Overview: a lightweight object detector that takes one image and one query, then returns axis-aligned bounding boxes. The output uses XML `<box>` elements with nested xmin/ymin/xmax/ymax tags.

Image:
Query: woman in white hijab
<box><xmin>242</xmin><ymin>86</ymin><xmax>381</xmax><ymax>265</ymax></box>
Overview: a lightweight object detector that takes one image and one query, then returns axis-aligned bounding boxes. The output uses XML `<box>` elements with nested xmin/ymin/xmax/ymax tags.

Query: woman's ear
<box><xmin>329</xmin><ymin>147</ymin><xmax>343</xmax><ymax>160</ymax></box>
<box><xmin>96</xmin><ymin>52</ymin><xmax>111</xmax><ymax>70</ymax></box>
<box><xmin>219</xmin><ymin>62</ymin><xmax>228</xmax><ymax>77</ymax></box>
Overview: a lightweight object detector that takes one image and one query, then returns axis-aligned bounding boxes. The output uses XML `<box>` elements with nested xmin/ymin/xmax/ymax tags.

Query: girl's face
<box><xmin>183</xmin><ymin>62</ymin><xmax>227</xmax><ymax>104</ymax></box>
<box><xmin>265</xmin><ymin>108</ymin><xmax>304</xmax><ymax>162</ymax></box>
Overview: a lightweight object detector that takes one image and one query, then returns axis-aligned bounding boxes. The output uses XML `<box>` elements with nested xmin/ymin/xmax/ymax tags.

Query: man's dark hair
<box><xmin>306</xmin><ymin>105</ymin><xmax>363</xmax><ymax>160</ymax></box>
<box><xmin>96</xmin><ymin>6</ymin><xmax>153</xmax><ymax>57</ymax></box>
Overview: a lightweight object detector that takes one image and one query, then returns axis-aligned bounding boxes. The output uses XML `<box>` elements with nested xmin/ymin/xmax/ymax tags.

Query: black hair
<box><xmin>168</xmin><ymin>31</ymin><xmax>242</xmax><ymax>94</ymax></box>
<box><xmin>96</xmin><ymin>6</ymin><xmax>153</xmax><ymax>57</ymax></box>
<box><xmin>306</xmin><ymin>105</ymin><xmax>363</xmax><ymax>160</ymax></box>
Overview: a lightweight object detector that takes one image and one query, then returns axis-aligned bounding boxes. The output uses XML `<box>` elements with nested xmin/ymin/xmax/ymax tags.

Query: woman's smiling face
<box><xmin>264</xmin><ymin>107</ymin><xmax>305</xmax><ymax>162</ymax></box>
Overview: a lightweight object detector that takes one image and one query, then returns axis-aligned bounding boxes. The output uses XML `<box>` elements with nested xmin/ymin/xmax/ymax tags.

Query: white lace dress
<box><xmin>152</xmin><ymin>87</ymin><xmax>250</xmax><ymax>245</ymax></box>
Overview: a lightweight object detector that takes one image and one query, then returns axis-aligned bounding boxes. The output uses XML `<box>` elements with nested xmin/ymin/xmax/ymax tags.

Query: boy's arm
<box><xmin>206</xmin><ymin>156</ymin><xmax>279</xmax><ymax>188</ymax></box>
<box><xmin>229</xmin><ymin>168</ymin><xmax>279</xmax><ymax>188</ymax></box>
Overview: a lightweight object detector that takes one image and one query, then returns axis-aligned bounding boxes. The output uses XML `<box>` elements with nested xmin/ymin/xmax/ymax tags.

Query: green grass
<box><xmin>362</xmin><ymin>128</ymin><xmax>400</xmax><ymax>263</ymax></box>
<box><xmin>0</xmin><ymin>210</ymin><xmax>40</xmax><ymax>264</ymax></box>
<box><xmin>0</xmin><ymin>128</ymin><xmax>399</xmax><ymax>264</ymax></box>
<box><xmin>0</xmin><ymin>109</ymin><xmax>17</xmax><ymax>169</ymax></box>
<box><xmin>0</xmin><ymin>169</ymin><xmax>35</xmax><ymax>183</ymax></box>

_ _ _ _ _ _ _

> **Task to complete**
A complete, exact copy of the entries above is what is wanted.

> **Solved exercise**
Overview: a lightweight object detector that takes one image and one query, then returns axis-aligned bounding boxes. The output uses XML `<box>` elements with nested xmin/ymin/xmax/ymax tags.

Image:
Query: woman in white hijab
<box><xmin>242</xmin><ymin>86</ymin><xmax>381</xmax><ymax>265</ymax></box>
Overview: a lightweight object detector that takes one image and one query, then returns axis-aligned bounding boxes. The output uses XML `<box>` elements with nested xmin/ymin/xmax/ymax tags.

Query: woman's ear
<box><xmin>329</xmin><ymin>147</ymin><xmax>343</xmax><ymax>160</ymax></box>
<box><xmin>96</xmin><ymin>52</ymin><xmax>111</xmax><ymax>70</ymax></box>
<box><xmin>219</xmin><ymin>62</ymin><xmax>228</xmax><ymax>77</ymax></box>
Overview: a lightweight object detector that takes one image and one query, then returns axis-aligned bounding boxes. The output uses XML `<box>` elements with nested xmin/ymin/xmax/ymax tags.

Query: girl's face
<box><xmin>183</xmin><ymin>62</ymin><xmax>227</xmax><ymax>104</ymax></box>
<box><xmin>265</xmin><ymin>108</ymin><xmax>304</xmax><ymax>162</ymax></box>
Overview: a lightweight object detector that takes one image and one query, then returns axis-aligned bounding boxes. The output uses XML `<box>` elements with nested xmin/ymin/xmax/ymax tags.

Query: man's dark hair
<box><xmin>306</xmin><ymin>105</ymin><xmax>363</xmax><ymax>160</ymax></box>
<box><xmin>96</xmin><ymin>6</ymin><xmax>153</xmax><ymax>57</ymax></box>
Overview: a lightweight object detector that takes one image and one query, then returns axis-aligned bounding boxes. The output uses XML `<box>` elements with nested xmin/ymin/xmax/ymax tags.

Query: black hair
<box><xmin>168</xmin><ymin>31</ymin><xmax>242</xmax><ymax>94</ymax></box>
<box><xmin>96</xmin><ymin>6</ymin><xmax>153</xmax><ymax>57</ymax></box>
<box><xmin>306</xmin><ymin>105</ymin><xmax>363</xmax><ymax>160</ymax></box>
Overview: a lightweight object detector that takes one image and one query, then returns axis-aligned bounding boxes. The output uses XML `<box>` elements with nested xmin/ymin/xmax/ymax tags.

Query: woman's smiling face
<box><xmin>264</xmin><ymin>107</ymin><xmax>305</xmax><ymax>162</ymax></box>
Overview: a lightweight object detector that takes one image and one query, then returns axis-aligned bounding boxes. The output uses XML `<box>` elements with nested xmin/ymin/xmax/ymax tags.

Query: white lace dress
<box><xmin>152</xmin><ymin>87</ymin><xmax>250</xmax><ymax>245</ymax></box>
Overview: a lightweight object detector that takes one image and one query, then returns axis-aligned bounding boxes. The output uses XML `<box>` elements with nested xmin/ymin/xmax/ymax tags.

Query: boy's arm
<box><xmin>206</xmin><ymin>156</ymin><xmax>279</xmax><ymax>188</ymax></box>
<box><xmin>229</xmin><ymin>168</ymin><xmax>279</xmax><ymax>188</ymax></box>
Overview: a lightweight object detector that takes one image and one query, then returns axis-aligned bounding boxes. The output uses XML `<box>` elements with nested xmin/ymin/xmax/ymax tags.

Query: green grass
<box><xmin>362</xmin><ymin>128</ymin><xmax>400</xmax><ymax>263</ymax></box>
<box><xmin>0</xmin><ymin>210</ymin><xmax>40</xmax><ymax>264</ymax></box>
<box><xmin>0</xmin><ymin>128</ymin><xmax>399</xmax><ymax>264</ymax></box>
<box><xmin>0</xmin><ymin>109</ymin><xmax>17</xmax><ymax>169</ymax></box>
<box><xmin>0</xmin><ymin>169</ymin><xmax>35</xmax><ymax>183</ymax></box>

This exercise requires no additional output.